─── GIVEN TEXT ───

His crucial point (delivered in the heavily sarcastic style that now unfortunately often pervades the mag's online edition):

"Did you read the 9/11 Commission report? You know, the one that cites Clarke's plan again and again? Start on page 196 and continue to page 214. It's helpful!"

So let's go to that report and see for ourselves.

NRO readers will want to start a little earlier than page 196. Maybe on p. 193, where the report describes the Clinton administration's efforts to respond to the attack on the USS Cole.

President Clinton told us [the authors of the report] that before he could launch further attacks on al Qaida in Afghanistan, or deliver an ultimatum to the Taliban ... the CIA or the FBI had to be sure enough that they would "be willing to stand up in public and say, we believe that he [bin Laden] did this." He said he was very frustrated that he could not get a definitive enough answer to do something about the Cole attack.

That complaint - Clinton wanted to do something, but other people would not let him - is repeated over the succeeding 3 pages. For example, in a Nov. 25, 2000, memo,

[National Security Adviser Sandy] Berger informed President Clinton about a closely held idea: a last-chance ultimatum for the Taliban. Clarke was developing the idea with specific demands: immeidate extradition of bin Laden and his lieutenants to a legitimate government for a trial, observable closure of all terrorist facilities in Afghanistan, and expulsion of all terrorists from Afghanistan within 90 days. No such ultimatum was issued.

On Dec. 21, 2000, the CIA presented a "preliminary judgment" that bin Laden had indeed ordered the attack on the Cole.

This, President Clinton and Berger told us, was not the conclusion they needed in order to go to war or deliver an ultimatum threatening war. The election and change of power was not the issue, President Clinton added. There was enough time. If the agencies had given him a definitive answer, he said, he would have sought a UN Security Council ultimatum and given the Taliban one, two, or three days before taking further action against both al Qaeda and the Taliban. But he did not think it was responsible for a president to launch an invasion of another country just based on a "preliminary judgment."

───

REQUESTS:
A) For the passage on the 9/11 Commission report and the Cole attack, state whether each statement agrees with it, answering yes or no and quoting the words of the passage that decide it. (i) Clarke's ultimatum was delivered to the Taliban. (ii) Clinton said that with a definitive answer he would have given the Taliban a few days before acting. (iii) Clinton blamed the election and change of power for his not acting.
B) Carry on the passage on the 9/11 Commission report and the Cole attack, starting right after its final sentence.

─── DATA PROVIDED ───

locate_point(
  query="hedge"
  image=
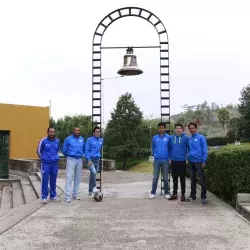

───

ANSWERS TO THE EXERCISES:
A)
(i) No: "No such ultimatum was issued."
(ii) Yes: "given the Taliban one, two, or three days before taking further action against both al Qaeda and the Taliban"
(iii) No: "The election and change of power was not the issue, President Clinton added."

B)
Richard Clarke's reaction?

Clarke recalled that while the Pentagon and State Department had reservations about retaliation, the issue never came to a head because the FBI and CIA never reached a firm conclusion. He thought they were "holding back." He said he did not know why, but his impression was that Tenet and Reno possibly thought the White House "didn't really want to know," since the principals' discussions by November suggested there was not much White House interest in conducting further military operations against Afghanistan in the administration's last weeks. He thought that instead, President Clinton, Berger, and Secretary Albright were concentrating on a last-minute push for a peace agreement between the Palestinians and the Israelis."

That Clinton needed more evidence before he could act came as news to George Tenet however.

Tenet told us he was surprised to hear that the White House was awaiting a conclusion from him on responsiblity for the Cole attack before taking action against al Qaeda. He did not recall Berger or anyone else telling him that they were waiting for the magic words from the CIA or the FBI. Nor did he remember having any discussions with Berger or Clinton about retaliation.

Onto the famous plan, issued on Dec. 29, 2000, and discussed on pp. 196-197. It originated inside the CIA and proposed the following:

* A major effort to support the Northern Alliance through intelligence sharing and increased funding so that it could stave off the Taliban army and tie down al Qaeda fighters. ...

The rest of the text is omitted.